Given text:
++++++++++
The object's actions seem to be distinctly nonliving, but if it really is the monstrous size suggested, a lake creature remains a possibility. Many analyses had been conducted to determine the object's size (Mansi said fifteen to twenty feet; LeBlond suggested sixteen to fifty-six). If valid, these estimates would suggest a lake monster, but the measurements were indirect and fraught with error. The lack of reference objects and known distances makes the task formidable. However, the analysis can be approached from a different angle: Although we don't know the absolute size of—or distance to—the object, we do know what Sandra Mansi reported as the size and distance. With those variables fixed, it is a fairly straightforward process to determine whether the object is the size she (and others) claim.

To help judge the validity of the Mansi photo, we carried out some experiments during our expedition to Lake Champlain. Following an unfruitful attempt to locate the original site, we chose a spot on the lake in the same general area. Joe Nickell stood approximately 8 feet above the waterline; this height is similar to that reported by Sandra Mansi (kneeling down atop a 6-foot ledge). I entered the lake holding a 3-foot black-and-white scale marker, measured off in 1-foot lengths. Photographs (using the same type of camera Mansi used in 1977—a Kodak Instamatic, fixed-focus 110) were taken at 50-foot intervals, ending up 150 feet from shore (
figure 2.10
). The distances were measured directly, calibrated using a synthetic string to avoid any stretching in the water. Joe also took duplicate photos with his own 35 mm camera (those reproduced here). For comparison, we verified that both cameras were of the same focal length.
++++++++++
Records provided:
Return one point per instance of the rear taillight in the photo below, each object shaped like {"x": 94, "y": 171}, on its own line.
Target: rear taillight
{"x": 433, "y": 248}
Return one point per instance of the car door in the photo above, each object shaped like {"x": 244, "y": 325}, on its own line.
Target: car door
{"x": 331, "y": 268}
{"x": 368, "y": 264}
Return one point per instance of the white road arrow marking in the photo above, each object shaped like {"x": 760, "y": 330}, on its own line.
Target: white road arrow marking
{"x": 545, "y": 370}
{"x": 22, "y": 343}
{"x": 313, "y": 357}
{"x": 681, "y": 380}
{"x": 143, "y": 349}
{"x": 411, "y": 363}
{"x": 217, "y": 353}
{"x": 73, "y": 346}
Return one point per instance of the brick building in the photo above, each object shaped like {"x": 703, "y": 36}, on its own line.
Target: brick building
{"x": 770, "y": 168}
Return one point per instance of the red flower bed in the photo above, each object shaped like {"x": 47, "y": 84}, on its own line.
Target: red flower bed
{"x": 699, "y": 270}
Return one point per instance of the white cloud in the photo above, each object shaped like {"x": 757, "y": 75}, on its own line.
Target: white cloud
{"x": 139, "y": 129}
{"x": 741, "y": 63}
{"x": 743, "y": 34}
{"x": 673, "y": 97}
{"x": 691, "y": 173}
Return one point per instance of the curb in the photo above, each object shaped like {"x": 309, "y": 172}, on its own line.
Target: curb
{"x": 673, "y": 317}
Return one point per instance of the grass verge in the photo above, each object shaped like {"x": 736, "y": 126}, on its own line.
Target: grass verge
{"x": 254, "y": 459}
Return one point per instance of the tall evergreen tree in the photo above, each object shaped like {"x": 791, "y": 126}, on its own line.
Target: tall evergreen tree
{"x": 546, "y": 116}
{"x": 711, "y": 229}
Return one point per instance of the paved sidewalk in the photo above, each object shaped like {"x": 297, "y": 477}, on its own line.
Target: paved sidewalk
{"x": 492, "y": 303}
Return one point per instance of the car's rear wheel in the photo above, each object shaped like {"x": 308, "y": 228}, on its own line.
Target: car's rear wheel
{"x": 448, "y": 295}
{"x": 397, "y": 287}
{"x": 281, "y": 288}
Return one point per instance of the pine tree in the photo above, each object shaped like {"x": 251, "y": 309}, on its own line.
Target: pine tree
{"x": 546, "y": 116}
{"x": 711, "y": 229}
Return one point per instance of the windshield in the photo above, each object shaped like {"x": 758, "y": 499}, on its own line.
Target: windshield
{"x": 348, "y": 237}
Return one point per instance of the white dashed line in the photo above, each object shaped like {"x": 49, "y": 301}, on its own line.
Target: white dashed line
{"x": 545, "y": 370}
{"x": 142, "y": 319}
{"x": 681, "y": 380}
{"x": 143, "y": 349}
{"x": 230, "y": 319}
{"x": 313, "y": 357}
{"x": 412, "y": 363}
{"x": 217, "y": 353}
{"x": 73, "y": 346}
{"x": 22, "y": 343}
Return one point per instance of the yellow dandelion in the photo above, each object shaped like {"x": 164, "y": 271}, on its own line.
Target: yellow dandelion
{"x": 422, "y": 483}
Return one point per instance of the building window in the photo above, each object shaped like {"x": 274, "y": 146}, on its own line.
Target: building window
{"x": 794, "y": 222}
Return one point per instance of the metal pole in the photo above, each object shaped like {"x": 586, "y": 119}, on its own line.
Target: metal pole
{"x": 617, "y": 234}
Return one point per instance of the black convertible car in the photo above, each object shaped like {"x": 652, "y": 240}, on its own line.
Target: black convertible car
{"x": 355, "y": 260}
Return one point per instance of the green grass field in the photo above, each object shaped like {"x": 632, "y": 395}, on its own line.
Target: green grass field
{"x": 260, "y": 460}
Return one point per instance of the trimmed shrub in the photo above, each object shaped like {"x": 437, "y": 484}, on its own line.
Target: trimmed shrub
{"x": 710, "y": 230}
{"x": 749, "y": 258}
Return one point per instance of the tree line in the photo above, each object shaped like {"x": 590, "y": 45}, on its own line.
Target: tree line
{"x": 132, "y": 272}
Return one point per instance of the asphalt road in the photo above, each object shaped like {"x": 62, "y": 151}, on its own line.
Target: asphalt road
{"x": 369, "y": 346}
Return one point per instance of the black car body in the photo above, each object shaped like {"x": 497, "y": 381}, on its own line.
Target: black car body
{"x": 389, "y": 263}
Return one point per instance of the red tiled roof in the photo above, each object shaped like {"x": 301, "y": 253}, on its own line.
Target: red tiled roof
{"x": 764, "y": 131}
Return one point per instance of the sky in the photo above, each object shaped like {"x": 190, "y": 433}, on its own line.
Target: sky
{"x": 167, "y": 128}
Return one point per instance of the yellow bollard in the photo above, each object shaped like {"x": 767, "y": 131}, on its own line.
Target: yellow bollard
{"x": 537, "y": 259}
++++++++++
Task:
Reproduce the full Lake Champlain photo passage above, word for word.

Response to this exercise:
The object's actions seem to be distinctly nonliving, but if it really is the monstrous size suggested, a lake creature remains a possibility. Many analyses had been conducted to determine the object's size (Mansi said fifteen to twenty feet; LeBlond suggested sixteen to fifty-six). If valid, these estimates would suggest a lake monster, but the measurements were indirect and fraught with error. The lack of reference objects and known distances makes the task formidable. However, the analysis can be approached from a different angle: Although we don't know the absolute size of—or distance to—the object, we do know what Sandra Mansi reported as the size and distance. With those variables fixed, it is a fairly straightforward process to determine whether the object is the size she (and others) claim.

To help judge the validity of the Mansi photo, we carried out some experiments during our expedition to Lake Champlain. Following an unfruitful attempt to locate the original site, we chose a spot on the lake in the same general area. Joe Nickell stood approximately 8 feet above the waterline; this height is similar to that reported by Sandra Mansi (kneeling down atop a 6-foot ledge). I entered the lake holding a 3-foot black-and-white scale marker, measured off in 1-foot lengths. Photographs (using the same type of camera Mansi used in 1977—a Kodak Instamatic, fixed-focus 110) were taken at 50-foot intervals, ending up 150 feet from shore (
figure 2.10
). The distances were measured directly, calibrated using a synthetic string to avoid any stretching in the water. Joe also took duplicate photos with his own 35 mm camera (those reproduced here). For comparison, we verified that both cameras were of the same focal length.